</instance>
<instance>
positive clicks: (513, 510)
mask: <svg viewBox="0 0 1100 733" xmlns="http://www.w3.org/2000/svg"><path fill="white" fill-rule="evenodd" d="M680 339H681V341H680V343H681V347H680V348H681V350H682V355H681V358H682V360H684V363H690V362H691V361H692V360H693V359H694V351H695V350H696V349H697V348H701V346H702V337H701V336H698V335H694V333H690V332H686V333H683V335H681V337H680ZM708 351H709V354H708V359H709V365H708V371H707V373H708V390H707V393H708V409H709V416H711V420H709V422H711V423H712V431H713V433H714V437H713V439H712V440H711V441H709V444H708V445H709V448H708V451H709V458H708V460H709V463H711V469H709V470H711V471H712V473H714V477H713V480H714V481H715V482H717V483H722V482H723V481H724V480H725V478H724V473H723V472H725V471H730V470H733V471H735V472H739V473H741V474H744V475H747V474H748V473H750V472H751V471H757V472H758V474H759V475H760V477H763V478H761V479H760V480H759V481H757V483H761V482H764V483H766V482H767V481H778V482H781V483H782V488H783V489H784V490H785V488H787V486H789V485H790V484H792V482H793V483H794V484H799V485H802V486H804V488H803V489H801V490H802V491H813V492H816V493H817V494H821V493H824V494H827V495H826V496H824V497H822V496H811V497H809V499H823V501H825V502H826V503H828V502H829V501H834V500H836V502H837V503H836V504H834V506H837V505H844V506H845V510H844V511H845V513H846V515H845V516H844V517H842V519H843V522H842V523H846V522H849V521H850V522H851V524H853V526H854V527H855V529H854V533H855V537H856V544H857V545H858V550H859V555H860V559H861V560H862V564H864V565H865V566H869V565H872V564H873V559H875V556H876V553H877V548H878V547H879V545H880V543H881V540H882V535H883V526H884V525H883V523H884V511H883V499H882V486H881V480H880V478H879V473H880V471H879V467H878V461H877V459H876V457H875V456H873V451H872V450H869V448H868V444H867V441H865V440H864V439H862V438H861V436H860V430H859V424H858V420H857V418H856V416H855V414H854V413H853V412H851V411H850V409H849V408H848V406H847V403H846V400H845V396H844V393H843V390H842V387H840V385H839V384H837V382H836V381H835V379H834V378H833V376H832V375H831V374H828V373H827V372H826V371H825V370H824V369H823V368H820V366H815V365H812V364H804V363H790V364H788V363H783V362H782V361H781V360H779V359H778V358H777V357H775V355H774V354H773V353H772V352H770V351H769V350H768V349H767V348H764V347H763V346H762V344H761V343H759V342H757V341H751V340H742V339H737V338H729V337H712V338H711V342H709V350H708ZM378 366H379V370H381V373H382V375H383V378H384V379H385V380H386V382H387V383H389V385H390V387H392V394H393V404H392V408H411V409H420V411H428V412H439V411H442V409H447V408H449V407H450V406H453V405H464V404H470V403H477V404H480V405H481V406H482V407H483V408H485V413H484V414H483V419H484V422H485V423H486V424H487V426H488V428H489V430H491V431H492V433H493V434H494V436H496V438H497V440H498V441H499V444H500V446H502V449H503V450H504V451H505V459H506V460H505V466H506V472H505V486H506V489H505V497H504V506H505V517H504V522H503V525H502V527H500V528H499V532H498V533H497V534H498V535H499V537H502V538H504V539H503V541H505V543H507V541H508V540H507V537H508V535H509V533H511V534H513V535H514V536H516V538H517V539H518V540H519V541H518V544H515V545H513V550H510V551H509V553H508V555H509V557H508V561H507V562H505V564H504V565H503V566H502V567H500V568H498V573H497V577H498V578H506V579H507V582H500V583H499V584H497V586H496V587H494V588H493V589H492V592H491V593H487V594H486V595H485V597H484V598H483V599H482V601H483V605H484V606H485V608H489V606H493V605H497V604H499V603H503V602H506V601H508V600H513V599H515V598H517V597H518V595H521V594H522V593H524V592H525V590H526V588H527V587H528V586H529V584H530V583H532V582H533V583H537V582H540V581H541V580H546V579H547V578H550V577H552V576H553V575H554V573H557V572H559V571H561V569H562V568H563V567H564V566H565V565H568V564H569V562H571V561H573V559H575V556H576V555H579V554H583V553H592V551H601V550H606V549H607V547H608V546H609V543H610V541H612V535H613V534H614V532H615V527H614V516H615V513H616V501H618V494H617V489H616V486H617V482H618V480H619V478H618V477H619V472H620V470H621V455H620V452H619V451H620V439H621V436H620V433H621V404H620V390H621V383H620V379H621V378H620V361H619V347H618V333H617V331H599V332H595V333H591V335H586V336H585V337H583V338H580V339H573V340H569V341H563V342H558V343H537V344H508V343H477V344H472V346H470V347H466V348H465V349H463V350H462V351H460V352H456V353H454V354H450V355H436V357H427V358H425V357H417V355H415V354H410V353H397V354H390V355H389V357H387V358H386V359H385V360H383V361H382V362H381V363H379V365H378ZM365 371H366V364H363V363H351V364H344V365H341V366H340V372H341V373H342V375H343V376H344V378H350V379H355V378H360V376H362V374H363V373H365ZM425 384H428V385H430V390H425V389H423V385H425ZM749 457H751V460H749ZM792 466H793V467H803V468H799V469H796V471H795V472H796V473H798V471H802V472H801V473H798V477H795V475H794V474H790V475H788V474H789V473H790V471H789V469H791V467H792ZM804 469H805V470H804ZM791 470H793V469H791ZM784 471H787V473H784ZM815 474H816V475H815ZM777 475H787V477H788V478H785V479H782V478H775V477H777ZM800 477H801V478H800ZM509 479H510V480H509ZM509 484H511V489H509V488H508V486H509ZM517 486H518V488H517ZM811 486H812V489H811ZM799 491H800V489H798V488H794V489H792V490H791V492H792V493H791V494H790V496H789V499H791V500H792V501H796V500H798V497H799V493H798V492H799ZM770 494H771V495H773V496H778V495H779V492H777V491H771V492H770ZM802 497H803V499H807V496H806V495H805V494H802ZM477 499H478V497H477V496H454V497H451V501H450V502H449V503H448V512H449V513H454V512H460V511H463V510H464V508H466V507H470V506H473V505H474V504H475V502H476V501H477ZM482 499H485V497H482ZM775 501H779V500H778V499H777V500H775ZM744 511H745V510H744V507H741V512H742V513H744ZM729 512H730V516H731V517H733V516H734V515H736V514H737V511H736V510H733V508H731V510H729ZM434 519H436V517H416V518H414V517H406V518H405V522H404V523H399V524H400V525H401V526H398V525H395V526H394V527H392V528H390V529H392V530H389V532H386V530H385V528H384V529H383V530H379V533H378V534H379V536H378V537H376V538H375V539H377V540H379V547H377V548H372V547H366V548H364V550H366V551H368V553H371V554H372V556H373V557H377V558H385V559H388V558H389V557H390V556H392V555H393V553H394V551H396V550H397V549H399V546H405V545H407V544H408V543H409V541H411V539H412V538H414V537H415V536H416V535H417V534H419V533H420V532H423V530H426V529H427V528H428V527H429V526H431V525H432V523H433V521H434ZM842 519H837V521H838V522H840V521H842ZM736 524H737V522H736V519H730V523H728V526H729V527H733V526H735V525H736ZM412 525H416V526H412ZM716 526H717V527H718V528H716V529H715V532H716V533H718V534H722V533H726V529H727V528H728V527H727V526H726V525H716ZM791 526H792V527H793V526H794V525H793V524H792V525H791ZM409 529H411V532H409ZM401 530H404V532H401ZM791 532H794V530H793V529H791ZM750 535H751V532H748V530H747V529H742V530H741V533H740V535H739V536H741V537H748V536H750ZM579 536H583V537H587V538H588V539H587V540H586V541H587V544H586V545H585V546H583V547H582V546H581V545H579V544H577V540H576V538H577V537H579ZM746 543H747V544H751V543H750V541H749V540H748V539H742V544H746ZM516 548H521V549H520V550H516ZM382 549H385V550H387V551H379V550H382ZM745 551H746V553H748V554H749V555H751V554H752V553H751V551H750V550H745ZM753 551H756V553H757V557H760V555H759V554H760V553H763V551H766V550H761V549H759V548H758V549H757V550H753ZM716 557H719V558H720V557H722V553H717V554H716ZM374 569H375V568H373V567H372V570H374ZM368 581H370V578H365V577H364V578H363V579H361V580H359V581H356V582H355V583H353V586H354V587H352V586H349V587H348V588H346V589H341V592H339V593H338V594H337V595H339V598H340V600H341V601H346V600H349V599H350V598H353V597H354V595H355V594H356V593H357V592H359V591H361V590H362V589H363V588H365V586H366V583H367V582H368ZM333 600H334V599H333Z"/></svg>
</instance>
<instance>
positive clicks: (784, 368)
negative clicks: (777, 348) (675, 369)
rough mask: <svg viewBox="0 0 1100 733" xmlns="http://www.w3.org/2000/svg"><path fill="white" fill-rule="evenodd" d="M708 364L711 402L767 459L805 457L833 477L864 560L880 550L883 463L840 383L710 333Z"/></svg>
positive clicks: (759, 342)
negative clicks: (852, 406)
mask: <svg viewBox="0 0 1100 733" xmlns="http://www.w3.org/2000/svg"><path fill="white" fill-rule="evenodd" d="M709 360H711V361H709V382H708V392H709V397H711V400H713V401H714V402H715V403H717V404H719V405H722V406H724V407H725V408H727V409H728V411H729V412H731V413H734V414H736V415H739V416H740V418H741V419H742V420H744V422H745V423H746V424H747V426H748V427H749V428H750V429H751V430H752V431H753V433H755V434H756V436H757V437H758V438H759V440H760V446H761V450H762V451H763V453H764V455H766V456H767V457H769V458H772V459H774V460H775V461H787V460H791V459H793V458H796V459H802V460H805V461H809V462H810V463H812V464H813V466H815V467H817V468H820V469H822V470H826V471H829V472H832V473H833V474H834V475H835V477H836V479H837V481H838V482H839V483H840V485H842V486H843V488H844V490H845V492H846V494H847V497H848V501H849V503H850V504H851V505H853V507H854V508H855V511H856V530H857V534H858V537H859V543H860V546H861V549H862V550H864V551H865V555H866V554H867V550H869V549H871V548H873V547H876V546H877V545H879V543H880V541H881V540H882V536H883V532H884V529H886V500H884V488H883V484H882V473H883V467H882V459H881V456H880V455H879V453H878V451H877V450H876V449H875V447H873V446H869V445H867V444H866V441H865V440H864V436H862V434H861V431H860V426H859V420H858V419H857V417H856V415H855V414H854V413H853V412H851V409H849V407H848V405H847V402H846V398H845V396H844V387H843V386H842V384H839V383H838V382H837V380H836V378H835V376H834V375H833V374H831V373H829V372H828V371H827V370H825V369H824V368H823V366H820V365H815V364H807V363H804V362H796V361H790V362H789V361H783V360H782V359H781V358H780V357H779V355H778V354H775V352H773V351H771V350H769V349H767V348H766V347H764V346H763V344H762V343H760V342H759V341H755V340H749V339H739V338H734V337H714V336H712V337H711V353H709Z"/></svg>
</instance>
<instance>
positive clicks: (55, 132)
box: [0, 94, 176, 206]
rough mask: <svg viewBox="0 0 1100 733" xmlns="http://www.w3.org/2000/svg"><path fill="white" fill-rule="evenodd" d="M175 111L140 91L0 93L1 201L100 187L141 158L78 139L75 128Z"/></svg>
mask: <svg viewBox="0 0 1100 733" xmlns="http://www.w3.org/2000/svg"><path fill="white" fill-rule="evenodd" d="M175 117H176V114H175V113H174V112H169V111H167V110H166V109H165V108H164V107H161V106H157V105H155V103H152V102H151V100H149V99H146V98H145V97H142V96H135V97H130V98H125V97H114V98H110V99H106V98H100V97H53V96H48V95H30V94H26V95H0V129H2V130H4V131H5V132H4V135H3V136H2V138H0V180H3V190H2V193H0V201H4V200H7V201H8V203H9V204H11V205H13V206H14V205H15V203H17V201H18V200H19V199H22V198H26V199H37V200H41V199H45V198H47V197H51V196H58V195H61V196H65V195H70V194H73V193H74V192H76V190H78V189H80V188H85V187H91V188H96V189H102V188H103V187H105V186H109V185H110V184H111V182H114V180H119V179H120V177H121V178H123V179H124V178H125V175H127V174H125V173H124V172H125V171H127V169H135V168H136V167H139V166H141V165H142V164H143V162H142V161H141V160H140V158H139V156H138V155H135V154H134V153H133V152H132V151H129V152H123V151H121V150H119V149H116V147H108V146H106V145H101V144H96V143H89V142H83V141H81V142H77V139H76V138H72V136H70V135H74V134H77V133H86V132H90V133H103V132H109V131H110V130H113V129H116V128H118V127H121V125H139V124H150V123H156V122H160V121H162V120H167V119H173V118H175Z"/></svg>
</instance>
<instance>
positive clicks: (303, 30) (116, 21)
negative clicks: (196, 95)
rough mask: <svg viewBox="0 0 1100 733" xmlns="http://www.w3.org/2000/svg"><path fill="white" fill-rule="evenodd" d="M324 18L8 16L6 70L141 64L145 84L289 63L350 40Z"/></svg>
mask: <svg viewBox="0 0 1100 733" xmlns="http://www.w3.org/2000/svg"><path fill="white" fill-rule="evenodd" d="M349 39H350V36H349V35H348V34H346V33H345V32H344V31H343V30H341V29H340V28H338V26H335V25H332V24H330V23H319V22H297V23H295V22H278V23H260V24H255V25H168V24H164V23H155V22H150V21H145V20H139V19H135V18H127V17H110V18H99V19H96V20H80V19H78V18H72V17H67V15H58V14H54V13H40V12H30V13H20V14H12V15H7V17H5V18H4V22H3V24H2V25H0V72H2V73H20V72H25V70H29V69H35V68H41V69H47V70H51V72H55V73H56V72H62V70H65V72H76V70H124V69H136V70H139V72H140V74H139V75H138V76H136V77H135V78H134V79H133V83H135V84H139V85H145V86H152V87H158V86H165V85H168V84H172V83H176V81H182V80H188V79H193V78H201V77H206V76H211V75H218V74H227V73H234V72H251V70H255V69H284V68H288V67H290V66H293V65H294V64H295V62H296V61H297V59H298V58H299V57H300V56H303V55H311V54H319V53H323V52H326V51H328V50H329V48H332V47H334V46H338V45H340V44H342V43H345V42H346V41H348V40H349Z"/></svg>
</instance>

= = =

_About this exercise_
Could you state how many lines of the data include the word "clicks"? Only the number is needed.

_Your response_
8